• About this exercise
Only the lines from the one containing "Where can the horse hind" through the end of the data below should be copied, each exactly as written and with both ends kept.

Records from a data source
====================
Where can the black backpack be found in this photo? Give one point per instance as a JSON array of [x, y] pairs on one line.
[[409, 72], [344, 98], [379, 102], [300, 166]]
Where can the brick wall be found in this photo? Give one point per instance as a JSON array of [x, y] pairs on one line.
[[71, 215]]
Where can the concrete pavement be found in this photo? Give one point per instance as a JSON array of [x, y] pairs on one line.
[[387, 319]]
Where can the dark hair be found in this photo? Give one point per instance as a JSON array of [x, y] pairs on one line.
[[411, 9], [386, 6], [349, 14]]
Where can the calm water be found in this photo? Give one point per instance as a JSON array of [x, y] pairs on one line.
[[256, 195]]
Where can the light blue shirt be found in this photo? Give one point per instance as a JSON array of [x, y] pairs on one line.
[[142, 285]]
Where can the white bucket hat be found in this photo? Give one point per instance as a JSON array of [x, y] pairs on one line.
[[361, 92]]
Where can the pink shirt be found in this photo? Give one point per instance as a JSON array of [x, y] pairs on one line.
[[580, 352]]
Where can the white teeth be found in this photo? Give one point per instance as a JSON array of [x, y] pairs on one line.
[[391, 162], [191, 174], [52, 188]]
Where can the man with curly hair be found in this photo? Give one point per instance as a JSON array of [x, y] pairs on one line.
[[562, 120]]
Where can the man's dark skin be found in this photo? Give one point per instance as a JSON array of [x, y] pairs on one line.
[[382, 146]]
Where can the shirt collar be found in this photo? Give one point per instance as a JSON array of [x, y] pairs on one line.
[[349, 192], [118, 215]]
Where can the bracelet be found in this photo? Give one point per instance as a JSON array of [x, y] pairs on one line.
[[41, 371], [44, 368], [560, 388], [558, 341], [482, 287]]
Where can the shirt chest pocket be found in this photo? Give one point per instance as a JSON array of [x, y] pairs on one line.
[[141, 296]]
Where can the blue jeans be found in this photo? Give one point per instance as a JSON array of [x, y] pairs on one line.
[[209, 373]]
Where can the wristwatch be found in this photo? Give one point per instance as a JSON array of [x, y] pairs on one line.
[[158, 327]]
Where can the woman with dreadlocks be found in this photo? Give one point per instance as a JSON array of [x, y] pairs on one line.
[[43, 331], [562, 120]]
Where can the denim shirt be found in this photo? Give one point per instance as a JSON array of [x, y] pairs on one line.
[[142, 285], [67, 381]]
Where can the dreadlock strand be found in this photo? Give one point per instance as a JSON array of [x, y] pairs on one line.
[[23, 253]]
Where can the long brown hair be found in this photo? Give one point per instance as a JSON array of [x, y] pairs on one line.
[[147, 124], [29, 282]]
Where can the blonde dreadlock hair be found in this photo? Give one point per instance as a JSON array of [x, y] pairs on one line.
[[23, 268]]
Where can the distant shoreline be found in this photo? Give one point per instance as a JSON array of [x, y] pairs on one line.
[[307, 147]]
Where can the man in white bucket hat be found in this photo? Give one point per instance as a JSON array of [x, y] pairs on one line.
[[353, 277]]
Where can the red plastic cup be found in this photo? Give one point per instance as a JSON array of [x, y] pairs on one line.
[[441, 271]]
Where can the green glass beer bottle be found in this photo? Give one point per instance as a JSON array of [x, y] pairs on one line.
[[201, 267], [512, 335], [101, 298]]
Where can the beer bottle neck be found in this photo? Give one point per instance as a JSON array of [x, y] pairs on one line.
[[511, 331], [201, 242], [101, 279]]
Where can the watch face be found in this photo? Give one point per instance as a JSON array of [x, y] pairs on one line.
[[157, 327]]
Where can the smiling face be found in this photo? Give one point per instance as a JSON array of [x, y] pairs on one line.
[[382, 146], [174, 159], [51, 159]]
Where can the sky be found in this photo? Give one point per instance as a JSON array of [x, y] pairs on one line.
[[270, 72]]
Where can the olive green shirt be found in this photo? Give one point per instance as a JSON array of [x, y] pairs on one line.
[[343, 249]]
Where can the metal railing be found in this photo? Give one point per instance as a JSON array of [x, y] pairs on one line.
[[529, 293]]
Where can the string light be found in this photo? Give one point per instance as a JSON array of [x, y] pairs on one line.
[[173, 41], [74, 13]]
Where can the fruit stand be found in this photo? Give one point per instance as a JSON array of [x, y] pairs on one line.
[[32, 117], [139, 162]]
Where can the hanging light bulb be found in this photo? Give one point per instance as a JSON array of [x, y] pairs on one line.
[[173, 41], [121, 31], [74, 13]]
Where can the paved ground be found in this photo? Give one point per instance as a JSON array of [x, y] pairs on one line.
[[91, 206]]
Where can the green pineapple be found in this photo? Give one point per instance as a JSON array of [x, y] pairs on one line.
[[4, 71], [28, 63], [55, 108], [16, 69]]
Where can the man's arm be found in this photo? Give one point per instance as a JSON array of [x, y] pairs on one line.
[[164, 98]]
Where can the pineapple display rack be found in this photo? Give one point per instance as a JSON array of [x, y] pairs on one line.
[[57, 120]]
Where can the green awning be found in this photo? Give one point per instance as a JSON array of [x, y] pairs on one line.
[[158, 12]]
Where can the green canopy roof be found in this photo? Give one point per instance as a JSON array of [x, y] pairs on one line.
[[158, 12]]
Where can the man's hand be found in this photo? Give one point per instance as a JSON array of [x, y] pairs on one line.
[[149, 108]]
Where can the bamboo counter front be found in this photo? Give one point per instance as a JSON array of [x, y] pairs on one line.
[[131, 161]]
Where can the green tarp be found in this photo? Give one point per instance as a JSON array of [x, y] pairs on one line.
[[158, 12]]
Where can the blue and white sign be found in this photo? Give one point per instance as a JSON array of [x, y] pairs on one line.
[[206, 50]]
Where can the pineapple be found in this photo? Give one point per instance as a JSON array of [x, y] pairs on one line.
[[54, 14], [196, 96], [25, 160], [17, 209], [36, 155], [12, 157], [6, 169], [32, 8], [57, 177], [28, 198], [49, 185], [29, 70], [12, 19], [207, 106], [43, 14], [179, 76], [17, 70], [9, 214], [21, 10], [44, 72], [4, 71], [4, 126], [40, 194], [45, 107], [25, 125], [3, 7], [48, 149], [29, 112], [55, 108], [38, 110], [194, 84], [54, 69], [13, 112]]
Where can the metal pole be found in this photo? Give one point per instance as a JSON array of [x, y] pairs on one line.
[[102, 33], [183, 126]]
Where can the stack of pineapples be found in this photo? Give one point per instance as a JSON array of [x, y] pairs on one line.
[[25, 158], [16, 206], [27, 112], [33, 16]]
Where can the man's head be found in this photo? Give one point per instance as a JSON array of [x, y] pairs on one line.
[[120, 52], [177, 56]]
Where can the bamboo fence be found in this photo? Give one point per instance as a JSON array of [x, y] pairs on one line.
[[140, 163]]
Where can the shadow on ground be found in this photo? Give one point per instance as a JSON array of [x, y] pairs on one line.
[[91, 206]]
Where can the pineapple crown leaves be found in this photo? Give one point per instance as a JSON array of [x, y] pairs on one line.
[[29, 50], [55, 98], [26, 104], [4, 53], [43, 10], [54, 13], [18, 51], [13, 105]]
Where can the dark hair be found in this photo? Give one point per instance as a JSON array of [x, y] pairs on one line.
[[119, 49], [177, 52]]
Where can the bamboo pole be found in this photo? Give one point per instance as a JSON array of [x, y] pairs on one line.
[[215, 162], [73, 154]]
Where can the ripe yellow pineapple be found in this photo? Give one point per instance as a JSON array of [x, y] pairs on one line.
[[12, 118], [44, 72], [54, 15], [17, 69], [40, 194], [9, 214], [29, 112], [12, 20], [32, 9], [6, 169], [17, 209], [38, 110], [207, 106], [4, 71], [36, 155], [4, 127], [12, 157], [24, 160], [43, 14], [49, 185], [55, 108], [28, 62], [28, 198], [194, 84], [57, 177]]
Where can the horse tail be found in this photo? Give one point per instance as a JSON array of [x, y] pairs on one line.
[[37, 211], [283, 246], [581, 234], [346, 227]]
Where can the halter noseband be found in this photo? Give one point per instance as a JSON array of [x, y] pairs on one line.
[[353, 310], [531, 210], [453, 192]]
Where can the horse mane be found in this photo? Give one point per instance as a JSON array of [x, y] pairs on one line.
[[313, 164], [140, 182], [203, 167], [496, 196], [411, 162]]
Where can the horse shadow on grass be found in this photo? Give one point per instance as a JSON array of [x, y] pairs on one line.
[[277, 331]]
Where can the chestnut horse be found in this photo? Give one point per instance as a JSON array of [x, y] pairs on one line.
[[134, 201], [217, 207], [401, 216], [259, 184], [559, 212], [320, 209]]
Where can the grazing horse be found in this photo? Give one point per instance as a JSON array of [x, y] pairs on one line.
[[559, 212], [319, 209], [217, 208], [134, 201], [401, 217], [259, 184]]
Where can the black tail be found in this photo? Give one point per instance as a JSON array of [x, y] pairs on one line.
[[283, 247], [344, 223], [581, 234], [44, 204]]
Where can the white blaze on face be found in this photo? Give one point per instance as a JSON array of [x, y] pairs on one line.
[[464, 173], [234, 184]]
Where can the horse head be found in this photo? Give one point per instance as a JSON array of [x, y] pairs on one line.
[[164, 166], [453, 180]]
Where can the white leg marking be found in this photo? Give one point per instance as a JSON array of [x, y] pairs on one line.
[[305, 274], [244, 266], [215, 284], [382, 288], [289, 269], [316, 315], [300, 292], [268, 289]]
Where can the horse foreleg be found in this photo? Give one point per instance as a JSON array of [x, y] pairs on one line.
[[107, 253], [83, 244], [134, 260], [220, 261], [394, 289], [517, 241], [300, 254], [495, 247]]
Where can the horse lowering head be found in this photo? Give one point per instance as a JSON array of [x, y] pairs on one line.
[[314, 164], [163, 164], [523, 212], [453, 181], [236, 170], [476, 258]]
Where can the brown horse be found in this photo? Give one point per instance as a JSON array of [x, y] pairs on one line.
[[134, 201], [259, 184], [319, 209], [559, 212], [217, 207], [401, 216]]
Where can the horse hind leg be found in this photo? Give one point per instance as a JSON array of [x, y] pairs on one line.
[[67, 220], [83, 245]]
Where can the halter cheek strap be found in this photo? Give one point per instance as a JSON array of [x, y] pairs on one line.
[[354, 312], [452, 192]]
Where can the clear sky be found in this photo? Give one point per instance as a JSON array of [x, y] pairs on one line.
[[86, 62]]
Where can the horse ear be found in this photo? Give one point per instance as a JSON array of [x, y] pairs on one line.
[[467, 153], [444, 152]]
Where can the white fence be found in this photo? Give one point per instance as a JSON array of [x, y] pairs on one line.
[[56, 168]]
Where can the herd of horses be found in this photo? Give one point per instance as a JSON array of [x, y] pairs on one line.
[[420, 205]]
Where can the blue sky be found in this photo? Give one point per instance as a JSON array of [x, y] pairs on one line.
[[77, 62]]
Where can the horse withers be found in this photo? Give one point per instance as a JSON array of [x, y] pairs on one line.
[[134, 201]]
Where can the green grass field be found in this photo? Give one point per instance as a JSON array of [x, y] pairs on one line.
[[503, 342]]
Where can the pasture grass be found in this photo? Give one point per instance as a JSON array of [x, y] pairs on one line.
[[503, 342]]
====================
• Final answer
Where can the horse hind leg be found in this photo? Give one point per instance as a JSON array of [x, y] pairs on one line.
[[67, 220], [83, 245]]
Where can the halter cheek strap be found in this photo? Give one point per instance as a JSON array of [x, y] pairs on one line.
[[354, 312], [452, 192]]
Where can the clear sky be found in this photo? Give one point per instance as a JSON array of [x, y] pairs on one line.
[[86, 62]]
Where can the horse ear be found in this photo? Give one point per instance as a JSON array of [x, y] pairs on one line.
[[467, 153], [444, 152]]
Where can the white fence be found in this photo? Give one point per instance as a JSON array of [x, y] pairs on one line.
[[56, 168]]
Where can the herd of horses be found in this photo? Give one point per instance as a JSON array of [x, y] pairs on one line.
[[420, 205]]
Where can the blue sky be found in this photo? Give one point per instance as a JSON array of [x, y] pairs on one line.
[[77, 62]]
Where can the horse withers be found in this photo? Give one point per instance as a JSON array of [x, y] pairs on one line.
[[134, 201]]
Where can the green grass field be found in this photo? Give one point per instance as a JSON array of [x, y] pairs on one line.
[[503, 342]]
Where can the pasture grass be found in this photo? Give one point per instance as a JSON array of [x, y] pairs on one line.
[[503, 342]]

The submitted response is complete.